** start DATA FOR THE TASK **

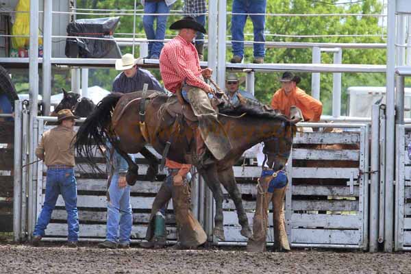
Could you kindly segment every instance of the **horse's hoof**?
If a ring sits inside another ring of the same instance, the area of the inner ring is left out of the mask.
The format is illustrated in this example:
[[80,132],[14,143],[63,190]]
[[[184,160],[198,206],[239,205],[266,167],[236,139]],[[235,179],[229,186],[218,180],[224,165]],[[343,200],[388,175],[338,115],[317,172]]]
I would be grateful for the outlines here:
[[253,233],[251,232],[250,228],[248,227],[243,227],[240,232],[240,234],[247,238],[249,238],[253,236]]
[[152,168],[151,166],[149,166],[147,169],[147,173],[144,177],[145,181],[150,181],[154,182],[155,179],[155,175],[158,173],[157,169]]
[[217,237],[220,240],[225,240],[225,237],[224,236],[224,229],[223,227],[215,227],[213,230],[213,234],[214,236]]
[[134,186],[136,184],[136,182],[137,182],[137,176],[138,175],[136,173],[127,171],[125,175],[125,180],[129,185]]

** end DATA FOR THE TASK **
** start DATA FOR THE TASK **

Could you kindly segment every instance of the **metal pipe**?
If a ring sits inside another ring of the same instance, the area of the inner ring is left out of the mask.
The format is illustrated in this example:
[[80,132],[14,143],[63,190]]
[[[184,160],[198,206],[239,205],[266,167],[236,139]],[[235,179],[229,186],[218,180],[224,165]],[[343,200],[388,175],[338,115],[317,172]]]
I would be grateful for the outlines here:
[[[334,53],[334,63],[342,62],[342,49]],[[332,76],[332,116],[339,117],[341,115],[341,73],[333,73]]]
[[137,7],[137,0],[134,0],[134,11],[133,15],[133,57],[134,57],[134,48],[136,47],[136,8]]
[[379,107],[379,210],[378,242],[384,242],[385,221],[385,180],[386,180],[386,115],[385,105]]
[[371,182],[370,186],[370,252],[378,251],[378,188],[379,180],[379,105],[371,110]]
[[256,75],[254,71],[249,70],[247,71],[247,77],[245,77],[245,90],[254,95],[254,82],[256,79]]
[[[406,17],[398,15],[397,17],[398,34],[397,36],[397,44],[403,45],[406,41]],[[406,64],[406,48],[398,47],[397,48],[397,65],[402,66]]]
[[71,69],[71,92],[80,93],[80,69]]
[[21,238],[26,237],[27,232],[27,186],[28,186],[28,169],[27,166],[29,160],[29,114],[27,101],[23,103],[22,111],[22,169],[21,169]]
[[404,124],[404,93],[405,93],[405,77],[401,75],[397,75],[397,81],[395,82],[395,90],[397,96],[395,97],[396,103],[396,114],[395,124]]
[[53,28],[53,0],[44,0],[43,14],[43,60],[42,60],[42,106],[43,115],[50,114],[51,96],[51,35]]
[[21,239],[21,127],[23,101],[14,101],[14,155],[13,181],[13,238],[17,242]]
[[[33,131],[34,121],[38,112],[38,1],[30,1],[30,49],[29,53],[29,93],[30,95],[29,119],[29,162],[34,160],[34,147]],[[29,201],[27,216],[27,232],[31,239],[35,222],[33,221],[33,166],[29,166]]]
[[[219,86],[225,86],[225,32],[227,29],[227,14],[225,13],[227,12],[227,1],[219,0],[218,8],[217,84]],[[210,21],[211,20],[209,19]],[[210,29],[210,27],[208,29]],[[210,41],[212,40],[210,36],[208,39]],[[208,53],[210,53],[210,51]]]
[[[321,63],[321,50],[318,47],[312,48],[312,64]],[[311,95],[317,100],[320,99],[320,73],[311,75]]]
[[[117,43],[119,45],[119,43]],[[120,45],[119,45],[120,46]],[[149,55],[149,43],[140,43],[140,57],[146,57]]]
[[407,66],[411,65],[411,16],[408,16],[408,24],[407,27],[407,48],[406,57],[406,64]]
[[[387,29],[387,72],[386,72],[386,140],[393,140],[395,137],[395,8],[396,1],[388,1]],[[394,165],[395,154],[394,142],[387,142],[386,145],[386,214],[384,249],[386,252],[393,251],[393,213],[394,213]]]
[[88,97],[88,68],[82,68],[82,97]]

** end DATA FOR THE TASK **
** start DATA FOR THE TASK **

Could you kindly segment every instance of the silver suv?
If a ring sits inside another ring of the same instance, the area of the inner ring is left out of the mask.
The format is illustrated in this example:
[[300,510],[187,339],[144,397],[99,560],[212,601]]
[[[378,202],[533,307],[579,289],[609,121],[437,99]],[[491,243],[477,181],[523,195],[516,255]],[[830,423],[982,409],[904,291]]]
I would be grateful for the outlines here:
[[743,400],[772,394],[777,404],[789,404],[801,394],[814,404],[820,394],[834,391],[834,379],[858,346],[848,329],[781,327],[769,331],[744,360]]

** end DATA FOR THE TASK **

OBJECTIVE: Return, with no changes, the lines of the material between the line holding "Could you kindly segment every instance of the **metal" and the line holding "[[71,69],[71,92],[80,93],[80,69]]", inclusive.

EXPECTED ANSWER:
Could you kindly segment every instance of the **metal pipe**?
If a ring sits inside another ring of the same instance, the area of the inner ring is left out of the mask.
The format is illustrated in this example:
[[80,132],[14,143],[63,190]]
[[[184,160],[198,206],[239,205],[266,167],[236,139]],[[235,179],[229,186],[218,180],[224,165]],[[343,200],[388,175],[338,115],[317,172]]]
I would be grateful for the outlines here:
[[[334,53],[334,63],[342,62],[342,49]],[[332,76],[332,116],[339,117],[341,115],[341,73],[333,73]]]
[[137,7],[137,0],[134,0],[134,11],[133,15],[133,57],[134,57],[134,48],[136,47],[136,8]]
[[379,107],[379,210],[378,242],[384,242],[385,221],[385,180],[386,180],[386,115],[385,105]]
[[371,182],[370,186],[370,252],[378,251],[378,188],[379,180],[379,105],[371,110]]
[[256,75],[254,71],[249,70],[247,71],[247,77],[245,77],[245,90],[254,95],[254,82],[256,79]]
[[[406,17],[398,15],[397,17],[398,34],[397,36],[397,44],[403,45],[406,41]],[[406,64],[406,48],[398,47],[397,48],[397,65],[402,66]]]
[[71,69],[71,92],[80,93],[80,69]]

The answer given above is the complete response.